> **Task prompt**
Convert the entries below into a two-column CSV with the header "text,answer", writing one row per entry. Put each entry's text and its answer in their own quoted field, with line breaks replaced by spaces.

Pointing entries:
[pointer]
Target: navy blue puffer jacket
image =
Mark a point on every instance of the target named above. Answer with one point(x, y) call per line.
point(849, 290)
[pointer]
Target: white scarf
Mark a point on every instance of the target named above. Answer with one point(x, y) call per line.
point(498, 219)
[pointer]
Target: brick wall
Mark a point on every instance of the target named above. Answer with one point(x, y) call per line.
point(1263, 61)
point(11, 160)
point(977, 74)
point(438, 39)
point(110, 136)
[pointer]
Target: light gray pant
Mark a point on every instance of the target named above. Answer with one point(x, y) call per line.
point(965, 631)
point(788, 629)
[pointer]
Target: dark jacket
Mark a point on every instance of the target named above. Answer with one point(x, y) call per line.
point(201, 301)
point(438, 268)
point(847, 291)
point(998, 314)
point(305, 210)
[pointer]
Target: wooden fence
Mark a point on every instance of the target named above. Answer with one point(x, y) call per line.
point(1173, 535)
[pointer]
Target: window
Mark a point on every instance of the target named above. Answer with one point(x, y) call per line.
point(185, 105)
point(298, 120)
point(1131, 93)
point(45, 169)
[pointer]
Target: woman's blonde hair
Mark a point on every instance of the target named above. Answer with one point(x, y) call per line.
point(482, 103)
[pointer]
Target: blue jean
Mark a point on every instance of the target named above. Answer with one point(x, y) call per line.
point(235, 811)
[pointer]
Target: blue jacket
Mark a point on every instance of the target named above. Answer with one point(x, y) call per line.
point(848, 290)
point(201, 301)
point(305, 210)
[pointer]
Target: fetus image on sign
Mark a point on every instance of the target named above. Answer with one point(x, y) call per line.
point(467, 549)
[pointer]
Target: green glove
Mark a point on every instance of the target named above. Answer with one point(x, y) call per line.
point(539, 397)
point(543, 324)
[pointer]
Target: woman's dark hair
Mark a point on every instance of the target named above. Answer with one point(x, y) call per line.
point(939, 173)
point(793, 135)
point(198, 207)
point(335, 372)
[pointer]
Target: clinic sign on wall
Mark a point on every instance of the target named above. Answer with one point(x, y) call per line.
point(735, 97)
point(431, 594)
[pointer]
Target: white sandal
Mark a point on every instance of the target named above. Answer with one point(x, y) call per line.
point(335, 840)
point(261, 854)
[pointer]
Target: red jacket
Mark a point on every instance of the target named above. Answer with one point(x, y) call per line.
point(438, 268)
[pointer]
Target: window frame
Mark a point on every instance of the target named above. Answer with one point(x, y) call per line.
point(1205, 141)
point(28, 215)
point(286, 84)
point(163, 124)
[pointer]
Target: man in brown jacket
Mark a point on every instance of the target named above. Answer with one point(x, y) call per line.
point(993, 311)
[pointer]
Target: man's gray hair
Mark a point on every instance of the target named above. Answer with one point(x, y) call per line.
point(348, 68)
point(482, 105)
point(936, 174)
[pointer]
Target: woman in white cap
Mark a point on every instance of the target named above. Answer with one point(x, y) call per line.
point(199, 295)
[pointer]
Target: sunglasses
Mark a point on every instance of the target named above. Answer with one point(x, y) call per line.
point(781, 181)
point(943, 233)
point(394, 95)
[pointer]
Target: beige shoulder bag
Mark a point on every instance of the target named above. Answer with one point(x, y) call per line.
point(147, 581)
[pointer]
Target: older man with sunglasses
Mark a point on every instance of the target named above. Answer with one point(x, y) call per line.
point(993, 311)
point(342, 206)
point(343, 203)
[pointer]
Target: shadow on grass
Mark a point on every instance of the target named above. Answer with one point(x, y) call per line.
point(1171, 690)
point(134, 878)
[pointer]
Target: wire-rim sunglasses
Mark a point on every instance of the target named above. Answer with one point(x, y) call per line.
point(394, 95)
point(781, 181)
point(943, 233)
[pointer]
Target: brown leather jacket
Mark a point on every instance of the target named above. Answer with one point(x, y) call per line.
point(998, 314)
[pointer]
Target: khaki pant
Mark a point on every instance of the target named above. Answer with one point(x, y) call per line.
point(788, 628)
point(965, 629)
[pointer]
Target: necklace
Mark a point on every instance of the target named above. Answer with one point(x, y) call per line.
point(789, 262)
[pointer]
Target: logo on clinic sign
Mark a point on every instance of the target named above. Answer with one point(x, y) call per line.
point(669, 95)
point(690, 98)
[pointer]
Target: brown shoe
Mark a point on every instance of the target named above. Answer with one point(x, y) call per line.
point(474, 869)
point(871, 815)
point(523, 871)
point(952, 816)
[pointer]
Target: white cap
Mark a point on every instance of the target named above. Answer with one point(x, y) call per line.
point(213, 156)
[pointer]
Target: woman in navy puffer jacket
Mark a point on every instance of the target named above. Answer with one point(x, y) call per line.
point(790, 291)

> **Reply**
text,answer
"[pointer] Target: navy blue puffer jacket image = Mark a point on every instance of the target named above. Answer with one point(x, y) call per line.","point(849, 290)"
"[pointer] Target: white scarf Mark a point on every instance of the target named above. Answer with one point(x, y) call per line.","point(498, 219)"
"[pointer] Target: brick wall Mark a point on every instance of the target named above. Answer with one point(x, y) call per line.","point(1263, 61) point(11, 160) point(977, 74) point(438, 39) point(110, 136)"
"[pointer] Target: light gray pant Mark a point on every instance of the target named above. Answer with one point(x, y) call per line.","point(965, 631) point(788, 629)"
"[pointer] Target: dark jacket Mark a point on every instance of the target named above. Answer with one point(x, y) call per line.","point(201, 301) point(438, 268) point(847, 291) point(998, 314) point(305, 210)"
"[pointer] Target: wooden fence Mark a point on every instance of the target named above. Answer with one point(x, y) call per line.","point(1173, 535)"
"[pointer] Target: window Mark a point on every instance of the target named above. Answer with one point(x, y) call per line.","point(185, 105) point(298, 120) point(1131, 93) point(45, 169)"
"[pointer] Target: woman's blonde hair Mark a point on every instance of the target named above. Answer with one point(x, y) call per line.","point(482, 103)"
"[pointer] Target: blue jean Mark a point on every instance of the target named above. Answer with one point(x, y) call per line.","point(235, 811)"
"[pointer] Target: blue jacket Mark a point on every instance of the target named above. Answer with one point(x, y) call per line.","point(848, 290) point(201, 301) point(305, 210)"
"[pointer] Target: fetus image on sign Mark a point on every instance of the target named above. Answer with one point(x, y) call per line.","point(467, 549)"
"[pointer] Target: green glove Mark a point on every instance of the target named above. Answer with one point(x, y) call per line.","point(539, 397) point(543, 324)"
"[pointer] Target: woman's dark hair Mark a point on every instance of the target named above. Answer with one point(x, y) call per line.","point(939, 173) point(793, 135) point(198, 207) point(335, 372)"
"[pointer] Target: clinic sign on wall Mark a point on every instance of the target named above. Answer with one point(x, y) call per line.","point(735, 97) point(431, 594)"
"[pointer] Target: white sandal Mark a point on every instance of the target named above. Answer with one point(x, y) call per line.","point(335, 840) point(261, 854)"
"[pointer] Target: red jacket Mark a point on every instance of the target named above. Answer with one point(x, y) call per line.","point(438, 268)"
"[pointer] Target: window frame Mark a point on every instance of the target named above. Answer with one point(x, y) call per line.","point(1205, 141) point(28, 215) point(286, 84) point(163, 124)"
"[pointer] Target: man in brown jacket Mark a point on every instance of the target named above. Answer with one point(x, y) call per line.","point(993, 311)"
"[pointer] Target: man's gray hair Mark a point on every instance of the target named above. Answer with one point(x, y) call per line.","point(348, 68) point(482, 105) point(936, 174)"
"[pointer] Target: woman in white cap Mark a point on every instance of the target named above. Answer with one point(x, y) call per line.","point(199, 295)"
"[pointer] Target: sunglasses Mark a point on every instance of the target named above. Answer with one point(x, y) call per line.","point(781, 181) point(943, 233) point(394, 95)"
"[pointer] Target: beige shoulder bag Mark a point on every instance of the target named above. Answer with one point(x, y) call per line.","point(147, 581)"
"[pointer] Target: older man with sunglasses Mark a point on every instance of the target named above. Answer with one point(x, y) call per line.","point(993, 311) point(342, 206) point(343, 203)"
"[pointer] Target: shadow on grass Mark a point on every instance of the target named above. Answer with one point(x, y) call per line.","point(1171, 690) point(134, 878)"
"[pointer] Target: wire-rim sunglasses Mark a point on every instance of the target named above. Answer with one point(x, y) call per line.","point(394, 95) point(781, 181) point(943, 233)"
"[pointer] Target: brown leather jacket Mark a point on every instance of the target named above. Answer with one point(x, y) call per line.","point(998, 314)"
"[pointer] Target: khaki pant Mark a point on every instance of the target named above. Answer with one point(x, y) call per line.","point(788, 628) point(965, 629)"
"[pointer] Target: necklace Mark a point on every instance of the target named above. Answer with one point(x, y) call per line.","point(789, 262)"
"[pointer] Target: logo on clinic sign Mark a point on every instance of the target named above. Answer with one point(x, y) call per line.","point(669, 95) point(690, 98)"
"[pointer] Target: brown shoe Mark a point on every instance of the target named above. Answer with one point(x, y) call per line.","point(474, 869) point(871, 815) point(523, 871) point(952, 816)"
"[pointer] Target: white cap Mark a point on every instance of the target named above. Answer with one point(x, y) call per line.","point(213, 156)"
"[pointer] Target: woman in navy puffer jacket Mark a point on every instance of the target named above. Answer with one point(x, y) call per line.","point(790, 291)"